START Task data
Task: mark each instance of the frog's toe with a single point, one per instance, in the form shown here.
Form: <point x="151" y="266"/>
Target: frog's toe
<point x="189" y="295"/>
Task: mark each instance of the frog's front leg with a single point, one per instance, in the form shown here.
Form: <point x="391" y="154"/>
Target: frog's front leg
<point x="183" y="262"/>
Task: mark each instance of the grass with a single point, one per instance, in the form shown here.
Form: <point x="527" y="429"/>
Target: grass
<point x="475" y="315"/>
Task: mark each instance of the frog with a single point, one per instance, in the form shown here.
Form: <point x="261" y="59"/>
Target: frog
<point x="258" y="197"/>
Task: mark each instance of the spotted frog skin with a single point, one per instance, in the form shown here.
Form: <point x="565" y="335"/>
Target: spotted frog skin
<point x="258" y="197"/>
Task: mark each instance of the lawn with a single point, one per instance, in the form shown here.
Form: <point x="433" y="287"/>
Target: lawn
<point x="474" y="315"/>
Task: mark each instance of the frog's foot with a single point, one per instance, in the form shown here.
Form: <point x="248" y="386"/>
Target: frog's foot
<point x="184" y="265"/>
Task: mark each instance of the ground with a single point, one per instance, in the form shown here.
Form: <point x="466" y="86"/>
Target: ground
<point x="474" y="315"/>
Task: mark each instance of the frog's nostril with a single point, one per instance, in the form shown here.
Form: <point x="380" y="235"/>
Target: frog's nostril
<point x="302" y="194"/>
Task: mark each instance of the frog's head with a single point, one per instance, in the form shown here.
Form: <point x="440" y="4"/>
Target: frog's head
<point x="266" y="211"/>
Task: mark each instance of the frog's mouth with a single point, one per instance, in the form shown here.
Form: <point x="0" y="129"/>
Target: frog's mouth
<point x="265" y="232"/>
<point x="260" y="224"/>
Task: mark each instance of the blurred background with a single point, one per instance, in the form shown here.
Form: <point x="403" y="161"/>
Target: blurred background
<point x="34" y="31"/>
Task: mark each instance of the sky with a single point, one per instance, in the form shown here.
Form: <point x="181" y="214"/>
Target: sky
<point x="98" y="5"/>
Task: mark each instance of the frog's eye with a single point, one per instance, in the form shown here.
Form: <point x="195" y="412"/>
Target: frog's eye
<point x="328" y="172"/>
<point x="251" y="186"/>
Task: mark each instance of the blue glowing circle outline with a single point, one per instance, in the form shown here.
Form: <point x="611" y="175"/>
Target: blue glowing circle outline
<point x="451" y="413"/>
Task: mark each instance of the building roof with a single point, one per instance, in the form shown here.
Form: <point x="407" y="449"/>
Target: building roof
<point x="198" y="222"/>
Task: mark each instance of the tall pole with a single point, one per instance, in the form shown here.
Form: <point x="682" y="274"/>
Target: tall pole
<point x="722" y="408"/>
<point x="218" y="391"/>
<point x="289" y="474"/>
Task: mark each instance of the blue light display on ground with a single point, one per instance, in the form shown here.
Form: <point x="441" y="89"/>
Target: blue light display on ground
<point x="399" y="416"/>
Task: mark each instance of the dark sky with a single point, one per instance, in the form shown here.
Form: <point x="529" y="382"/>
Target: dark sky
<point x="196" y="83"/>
END Task data
The response should consist of all the entries, copied without any alteration.

Task: mark each instance of the frog's toe with a single point, one per instance, in the form shown here.
Form: <point x="151" y="266"/>
Target: frog's toe
<point x="189" y="295"/>
Task: mark each instance of the frog's front leg with a single point, one per instance, in the form shown here.
Form: <point x="391" y="154"/>
Target: frog's front leg
<point x="183" y="262"/>
Task: mark each instance of the grass with a single point, one per instance, in the form shown here.
Form: <point x="527" y="429"/>
Target: grass
<point x="475" y="315"/>
Task: mark each instance of the frog with a single point, one per instance, in the form shown here.
Form: <point x="261" y="59"/>
Target: frog
<point x="258" y="197"/>
Task: mark each instance of the spotted frog skin with a single point, one per instance, in the form shown here.
Form: <point x="565" y="335"/>
Target: spotted frog skin
<point x="258" y="197"/>
Task: mark each instance of the lawn with a single point, one per instance, in the form shown here.
Form: <point x="433" y="287"/>
Target: lawn
<point x="474" y="315"/>
Task: mark each instance of the frog's foot with a single point, one per instance, in the form shown here.
Form: <point x="248" y="386"/>
Target: frog's foot
<point x="184" y="265"/>
Task: mark each instance of the ground with a single point, one per instance, in the form shown here.
Form: <point x="466" y="86"/>
Target: ground
<point x="474" y="315"/>
Task: mark each instance of the frog's nostril with a single point, one per instance, in the form shown here.
Form: <point x="380" y="235"/>
Target: frog's nostril
<point x="302" y="194"/>
Task: mark each instance of the frog's head with a single point, one per instance, in the form shown here.
Form: <point x="440" y="4"/>
Target: frog's head
<point x="266" y="211"/>
Task: mark each instance of the frog's mouth with a single point, one per instance, in the form shown here.
Form: <point x="0" y="129"/>
Target: frog's mouth
<point x="265" y="232"/>
<point x="260" y="224"/>
Task: mark each instance of the blurred background with a single point, one per instance, in the form shown here.
Form: <point x="403" y="161"/>
Target: blurred background
<point x="34" y="31"/>
Task: mark each instance of the sky with a single point, one per instance, in the form shown here.
Form: <point x="181" y="214"/>
Target: sky
<point x="98" y="5"/>
Task: mark each instance of the frog's eye with a single point, one per instance, in the form shown here.
Form: <point x="195" y="412"/>
Target: frog's eye
<point x="328" y="172"/>
<point x="251" y="186"/>
Task: mark each instance of the blue glowing circle outline with a single point, one per instance, in the form shown here.
Form: <point x="611" y="175"/>
Target: blue glowing circle outline
<point x="451" y="413"/>
Task: mark each instance of the building roof with a single point, one per instance, in the form shown here.
Form: <point x="407" y="449"/>
Target: building roof
<point x="198" y="222"/>
Task: mark each instance of the tall pole with a single point, one per instance, in the form shown here.
Form: <point x="682" y="274"/>
Target: tall pole
<point x="722" y="408"/>
<point x="218" y="391"/>
<point x="289" y="474"/>
Task: mark each instance of the blue light display on ground with a single point, one per instance, in the form shown here.
Form: <point x="441" y="89"/>
Target: blue light display on ground
<point x="399" y="416"/>
Task: mark each instance of the dark sky with a single point, one per instance, in the form shown here.
Form: <point x="529" y="382"/>
Target: dark sky
<point x="196" y="83"/>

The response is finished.